▶ _Tasks for this exercise_
- A) According to the Advent post, in what year did Jessica Powers write the poem "Advent"?
- B) Can you repeat the passage from the Advent post starting at "This Sunday’s poem" and ending at "expectance of nativity."?
- C) What is the French translation of this sentence from the Advent post: "I find this image of Mary quite beautiful."

▶ _Source text_
•••

“Mary-darkness, faith’s walled place”

This Sunday’s poem is one by Jessica Powers, written in 1948:

Advent

I live my Advent in the womb of Mary.
And on one night when a great star swings free
from its high mooring and walks down the sky
to be the dot above the Christus i,
I shall be born of her by blessed grace.
I wait in Mary-darkness, faith’s walled place,
with hope’s expectance of nativity.

I knew for long she carried me and fed me,
guarded and loved me, though I could not see.
But only now, with inward jubilee,
I come upon earth’s most amazing knowledge:
someone is hidden in this dark with me.

               ~Jessica Powers, The Selected Poetry of Jessica Powers, p. 81.

A pure transparent pool

I’ve been thinking about how I would answer my own query at the end of yesterday’s post, and one thing that immediately came to mind that brings beauty into my own life is a little photo album of art prints and such that I have collected.  For many of them I have an accompanying quote on the facing page.  Often I use it as an accompaniment in prayer, a source of meditation.  One example of this can be found here.  And here is another example:

I find this image of Mary quite beautiful.  Its title is Mary, the Mother and Consolation of the Grieving.   The following is the poem I have placed opposite it:

THE POOL OF GOD

There was nothing in the Virgin’s soul
that belonged to the Virgin–
no word, no thought, no image, no intent.

•••

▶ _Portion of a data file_
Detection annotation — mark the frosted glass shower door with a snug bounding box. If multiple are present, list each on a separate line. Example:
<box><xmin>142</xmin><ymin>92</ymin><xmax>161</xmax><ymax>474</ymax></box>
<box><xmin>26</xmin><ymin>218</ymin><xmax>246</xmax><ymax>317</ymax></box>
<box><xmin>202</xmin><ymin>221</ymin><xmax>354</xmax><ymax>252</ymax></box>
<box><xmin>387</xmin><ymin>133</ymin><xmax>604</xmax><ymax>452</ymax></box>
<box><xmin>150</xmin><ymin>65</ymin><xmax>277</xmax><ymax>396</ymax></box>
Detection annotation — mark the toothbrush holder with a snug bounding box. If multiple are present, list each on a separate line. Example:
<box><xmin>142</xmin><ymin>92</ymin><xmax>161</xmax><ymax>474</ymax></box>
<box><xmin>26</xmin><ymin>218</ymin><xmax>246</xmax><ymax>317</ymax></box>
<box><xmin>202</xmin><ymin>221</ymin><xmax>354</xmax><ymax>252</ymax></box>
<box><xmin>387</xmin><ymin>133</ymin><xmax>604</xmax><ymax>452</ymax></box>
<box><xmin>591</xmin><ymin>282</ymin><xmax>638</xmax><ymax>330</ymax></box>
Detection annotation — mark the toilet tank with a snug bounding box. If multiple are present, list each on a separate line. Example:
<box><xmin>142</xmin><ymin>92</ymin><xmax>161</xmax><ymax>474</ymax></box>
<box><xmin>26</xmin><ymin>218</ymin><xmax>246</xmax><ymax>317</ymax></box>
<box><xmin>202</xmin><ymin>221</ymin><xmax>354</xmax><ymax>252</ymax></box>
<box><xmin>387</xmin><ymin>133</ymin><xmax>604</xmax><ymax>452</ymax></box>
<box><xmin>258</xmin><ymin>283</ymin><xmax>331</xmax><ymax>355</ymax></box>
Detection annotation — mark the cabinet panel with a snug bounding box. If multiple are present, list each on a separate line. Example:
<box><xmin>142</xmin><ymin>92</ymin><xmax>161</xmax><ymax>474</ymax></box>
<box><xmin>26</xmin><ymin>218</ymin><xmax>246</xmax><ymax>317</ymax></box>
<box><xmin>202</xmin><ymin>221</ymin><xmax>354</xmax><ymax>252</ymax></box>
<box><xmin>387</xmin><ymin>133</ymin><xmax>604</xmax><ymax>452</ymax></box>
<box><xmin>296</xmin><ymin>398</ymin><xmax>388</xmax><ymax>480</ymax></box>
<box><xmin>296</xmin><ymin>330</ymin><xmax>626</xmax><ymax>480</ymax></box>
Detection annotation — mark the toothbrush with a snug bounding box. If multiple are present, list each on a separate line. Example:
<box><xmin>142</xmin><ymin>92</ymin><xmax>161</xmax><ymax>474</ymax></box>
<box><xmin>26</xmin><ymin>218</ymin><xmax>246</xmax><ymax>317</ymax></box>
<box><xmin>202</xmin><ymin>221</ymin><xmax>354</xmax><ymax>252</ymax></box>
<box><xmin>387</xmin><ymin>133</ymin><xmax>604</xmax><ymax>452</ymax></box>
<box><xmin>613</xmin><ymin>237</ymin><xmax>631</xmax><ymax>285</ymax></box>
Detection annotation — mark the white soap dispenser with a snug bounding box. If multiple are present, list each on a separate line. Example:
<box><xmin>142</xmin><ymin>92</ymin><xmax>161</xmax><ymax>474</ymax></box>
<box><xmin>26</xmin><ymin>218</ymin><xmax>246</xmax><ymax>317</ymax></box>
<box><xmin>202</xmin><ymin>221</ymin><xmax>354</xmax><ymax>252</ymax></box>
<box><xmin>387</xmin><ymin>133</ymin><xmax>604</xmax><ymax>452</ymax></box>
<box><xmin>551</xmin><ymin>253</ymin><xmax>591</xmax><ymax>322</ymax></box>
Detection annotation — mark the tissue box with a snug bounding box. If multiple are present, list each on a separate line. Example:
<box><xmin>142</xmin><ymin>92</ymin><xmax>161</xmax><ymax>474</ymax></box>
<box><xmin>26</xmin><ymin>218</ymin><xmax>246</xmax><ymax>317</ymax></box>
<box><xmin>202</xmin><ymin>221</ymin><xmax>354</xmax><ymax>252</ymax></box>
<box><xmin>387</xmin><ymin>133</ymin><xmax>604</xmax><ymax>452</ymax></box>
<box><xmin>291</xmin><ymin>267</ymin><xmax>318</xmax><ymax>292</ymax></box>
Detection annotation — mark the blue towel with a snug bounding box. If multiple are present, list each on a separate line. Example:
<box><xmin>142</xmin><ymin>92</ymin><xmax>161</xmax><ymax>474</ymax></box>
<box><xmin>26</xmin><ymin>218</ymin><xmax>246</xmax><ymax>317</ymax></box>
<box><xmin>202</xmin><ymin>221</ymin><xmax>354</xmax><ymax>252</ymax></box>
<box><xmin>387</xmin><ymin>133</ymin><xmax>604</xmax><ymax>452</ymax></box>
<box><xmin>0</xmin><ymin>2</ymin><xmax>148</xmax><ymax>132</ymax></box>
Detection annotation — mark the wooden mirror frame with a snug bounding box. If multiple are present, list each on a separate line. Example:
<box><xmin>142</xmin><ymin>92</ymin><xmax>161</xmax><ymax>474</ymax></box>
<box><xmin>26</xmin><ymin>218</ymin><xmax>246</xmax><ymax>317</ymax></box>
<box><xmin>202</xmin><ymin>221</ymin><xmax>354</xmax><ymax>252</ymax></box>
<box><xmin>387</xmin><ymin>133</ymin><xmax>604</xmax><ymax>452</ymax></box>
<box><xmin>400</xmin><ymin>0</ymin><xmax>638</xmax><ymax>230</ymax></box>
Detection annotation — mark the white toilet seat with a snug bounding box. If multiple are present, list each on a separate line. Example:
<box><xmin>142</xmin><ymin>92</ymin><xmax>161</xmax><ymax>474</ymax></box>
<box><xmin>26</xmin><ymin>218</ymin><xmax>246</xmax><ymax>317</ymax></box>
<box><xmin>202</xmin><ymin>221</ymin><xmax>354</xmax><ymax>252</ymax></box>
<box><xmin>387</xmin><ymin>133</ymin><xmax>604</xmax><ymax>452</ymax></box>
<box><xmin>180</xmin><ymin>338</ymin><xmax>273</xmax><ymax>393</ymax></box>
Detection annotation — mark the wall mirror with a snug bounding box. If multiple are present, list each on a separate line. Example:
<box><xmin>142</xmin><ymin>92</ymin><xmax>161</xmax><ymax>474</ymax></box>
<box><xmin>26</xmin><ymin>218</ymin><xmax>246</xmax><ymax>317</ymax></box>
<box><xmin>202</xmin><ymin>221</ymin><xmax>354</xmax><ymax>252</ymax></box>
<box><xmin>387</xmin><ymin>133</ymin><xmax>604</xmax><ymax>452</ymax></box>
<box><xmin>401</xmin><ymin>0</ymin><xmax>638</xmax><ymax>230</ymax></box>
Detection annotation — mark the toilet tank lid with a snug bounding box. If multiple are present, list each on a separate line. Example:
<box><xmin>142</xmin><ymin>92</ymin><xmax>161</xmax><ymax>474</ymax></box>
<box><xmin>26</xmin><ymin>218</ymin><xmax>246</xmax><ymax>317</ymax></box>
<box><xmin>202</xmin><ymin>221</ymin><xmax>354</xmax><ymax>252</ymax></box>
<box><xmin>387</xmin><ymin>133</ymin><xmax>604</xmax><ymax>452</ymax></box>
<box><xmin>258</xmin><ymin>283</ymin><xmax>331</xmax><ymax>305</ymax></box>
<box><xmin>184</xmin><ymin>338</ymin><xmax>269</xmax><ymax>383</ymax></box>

•••

▶ _List of solutions_
- A) 1948

- B)
This Sunday’s poem is one by Jessica Powers, written in 1948:

Advent

I live my Advent in the womb of Mary.
And on one night when a great star swings free
from its high mooring and walks down the sky
to be the dot above the Christus i,
I shall be born of her by blessed grace.
I wait in Mary-darkness, faith’s walled place,
with hope’s expectance of nativity.

- C) Je trouve cette image de Marie très belle.